**TASKS:**
**A.** Answer these questions using the blog post about the Lindisfarne causeway:
(i) In what year was the monastery on the island built?
(ii) How many times a day is the causeway covered by the tide?
(iii) What were the ages of the two children in the family that drove onto the causeway?
**B.** Reproduce the section of the blog post about the Lindisfarne causeway starting with "Some people need" and going on through "story emerged yesterday.".

**PASSAGE FOR REVIEW:**
-*-

Wednesday, May 16, 2007

Some people need protecting from themselves.

Sometimes you read a news story and sit back and wonder if you've actually read it properly, so you re-read it and find that yes, you did read it properly.

So you sit for a while longer and try and construct the events in your mind, try and figure out just what a person or persons were thinking of when they embarked on a course of self-destruction of such high stupidity that if there were a cult for stupid people then they would be the Great High Grand Master of Stupidity.

Such a story emerged yesterday.

Lindisfarne (Holy Island) is a particularly beautiful, yet deserted part of the Northumberland coast, sheltered in a bay of tidal mud flats stands the island linked to the mainland by a causeway that is covered by the tide twice a day, it was an excellent place to build a monastery in 635AD especially in that part of Northern England which was frequently in dispute from various tribes and nationalities who invaded that part of the country for the next 1000 years or so.

But the natural defence of having your only access route covered in deep water twice a day now causes modern day visitors a problem - they want to visit the island and the remains of the monastery, but how do they know when the causeway will be covered ?

Its a problem isn't it ?

I mean, you wouldn't want to drive your car across the causeway only to find that you get stranded on the island for 12 hours when the tide comes in and you're not watching, do you ?

But wait you say, surely a knowledge of the tides is all that is needed in order to time your visit on the outgoing tide and return before the incoming tide, surely thats all you need to do ?

Yes, that is indeed the answer, and thats why the local council have a fekking gret big sign at the mainland side of the causeway to advise you when the tides are, this week and every week through the year.

The idea is that you dirve up to the sign, you read it, you spot when the tide is coming back in, you decide whether or not that is long enough for your visit and you either turn around and don't bother or you drive on and enjoy your visit.

Very simple then.

So yesterday a family of four, including children aged two and four turned up, presumably ignored the sign, presumably ignored the fact that they couldn't actually see the causeway because it was covered in water, and decided that it was probably only shallow water (it wasn't) and set off on the couple of hundred yard journey, driving through the sea on a causeway that they couldn't see at all.

Enter the RAF with a rescue helicopter to winch them to safety after their car started to float int he waist deep water halfway across, personally I'd have winched the kids to safety and left the adults to swim back, telling the kids "its for your own good, we'll find you some more parents with brain cells, you'll thank us for this one day".

-*-

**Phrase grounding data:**
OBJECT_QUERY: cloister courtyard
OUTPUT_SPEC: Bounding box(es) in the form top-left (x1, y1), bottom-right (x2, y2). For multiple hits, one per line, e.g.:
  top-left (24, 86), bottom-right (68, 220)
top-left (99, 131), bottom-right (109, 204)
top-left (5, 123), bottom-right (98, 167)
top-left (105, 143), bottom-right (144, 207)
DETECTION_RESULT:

-*-

**EXERCISE ANSWERS:**
**A.**
(i) 635AD
(ii) Twice a day
(iii) Two and four

**B.**
Some people need protecting from themselves.

Sometimes you read a news story and sit back and wonder if you've actually read it properly, so you re-read it and find that yes, you did read it properly.

So you sit for a while longer and try and construct the events in your mind, try and figure out just what a person or persons were thinking of when they embarked on a course of self-destruction of such high stupidity that if there were a cult for stupid people then they would be the Great High Grand Master of Stupidity.

Such a story emerged yesterday.